• **PROMPT**
Reproduce the material below line for line, with nothing altered.

begin PROVIDED RECORDS

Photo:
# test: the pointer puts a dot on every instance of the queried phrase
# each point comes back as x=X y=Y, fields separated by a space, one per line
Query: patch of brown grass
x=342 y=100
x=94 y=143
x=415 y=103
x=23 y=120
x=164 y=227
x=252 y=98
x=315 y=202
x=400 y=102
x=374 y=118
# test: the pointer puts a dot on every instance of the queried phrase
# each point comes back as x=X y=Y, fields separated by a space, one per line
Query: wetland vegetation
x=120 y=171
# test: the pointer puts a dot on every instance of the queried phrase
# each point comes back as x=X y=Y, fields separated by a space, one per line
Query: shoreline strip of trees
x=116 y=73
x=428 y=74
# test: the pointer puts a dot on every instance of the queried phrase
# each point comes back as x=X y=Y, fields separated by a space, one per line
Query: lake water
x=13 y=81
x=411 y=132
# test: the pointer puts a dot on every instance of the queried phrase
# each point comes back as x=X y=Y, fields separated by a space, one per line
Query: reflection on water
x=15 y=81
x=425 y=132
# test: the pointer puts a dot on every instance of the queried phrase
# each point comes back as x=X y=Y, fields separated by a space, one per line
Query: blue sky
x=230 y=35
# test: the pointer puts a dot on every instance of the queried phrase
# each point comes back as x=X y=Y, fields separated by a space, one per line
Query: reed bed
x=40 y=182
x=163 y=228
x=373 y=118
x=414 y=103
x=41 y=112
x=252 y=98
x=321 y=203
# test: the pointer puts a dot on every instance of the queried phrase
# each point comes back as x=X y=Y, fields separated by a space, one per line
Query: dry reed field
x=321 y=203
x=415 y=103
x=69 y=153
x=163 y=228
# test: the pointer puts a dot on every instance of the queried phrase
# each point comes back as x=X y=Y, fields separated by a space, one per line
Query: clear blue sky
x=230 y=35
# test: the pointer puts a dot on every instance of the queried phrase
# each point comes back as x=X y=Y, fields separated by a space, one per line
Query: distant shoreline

end PROVIDED RECORDS

• **SOLUTION TO THIS TASK**
Photo:
# test: the pointer puts a dot on every instance of the queried phrase
# each point comes back as x=X y=Y, fields separated by a space, one per line
Query: patch of brown grass
x=342 y=100
x=94 y=143
x=415 y=103
x=23 y=120
x=164 y=227
x=252 y=98
x=315 y=202
x=400 y=102
x=374 y=118
# test: the pointer puts a dot on every instance of the queried phrase
# each point comes back as x=X y=Y, fields separated by a space, one per line
Query: wetland vegetation
x=120 y=171
# test: the pointer puts a dot on every instance of the queried phrase
# each point comes back as x=X y=Y, fields separated by a space, one per line
Query: shoreline strip of trees
x=116 y=73
x=428 y=74
# test: the pointer puts a dot on every instance of the queried phrase
# each point comes back as x=X y=Y, fields separated by a space, one per line
Query: lake water
x=13 y=81
x=411 y=132
# test: the pointer puts a dot on every instance of the queried phrase
# each point comes back as x=X y=Y, fields separated by a space, one per line
Query: reflection on water
x=15 y=81
x=425 y=132
# test: the pointer puts a dot on every instance of the queried phrase
# each point comes back as x=X y=Y, fields separated by a space, one per line
Query: blue sky
x=230 y=35
# test: the pointer puts a dot on every instance of the queried phrase
# each point comes back as x=X y=Y, fields separated by a space, one per line
Query: reed bed
x=40 y=182
x=163 y=228
x=373 y=118
x=414 y=103
x=41 y=112
x=252 y=98
x=321 y=203
# test: the pointer puts a dot on every instance of the queried phrase
# each point comes back as x=X y=Y, fields separated by a space, one per line
Query: dry reed field
x=321 y=203
x=415 y=103
x=69 y=153
x=163 y=228
# test: the pointer puts a dot on every instance of the queried phrase
# each point comes back as x=X y=Y, fields separated by a space, one per line
Query: clear blue sky
x=230 y=35
# test: the pointer puts a dot on every instance of the queried phrase
# each point comes back as x=X y=Y, fields separated by a space, one per line
Query: distant shoreline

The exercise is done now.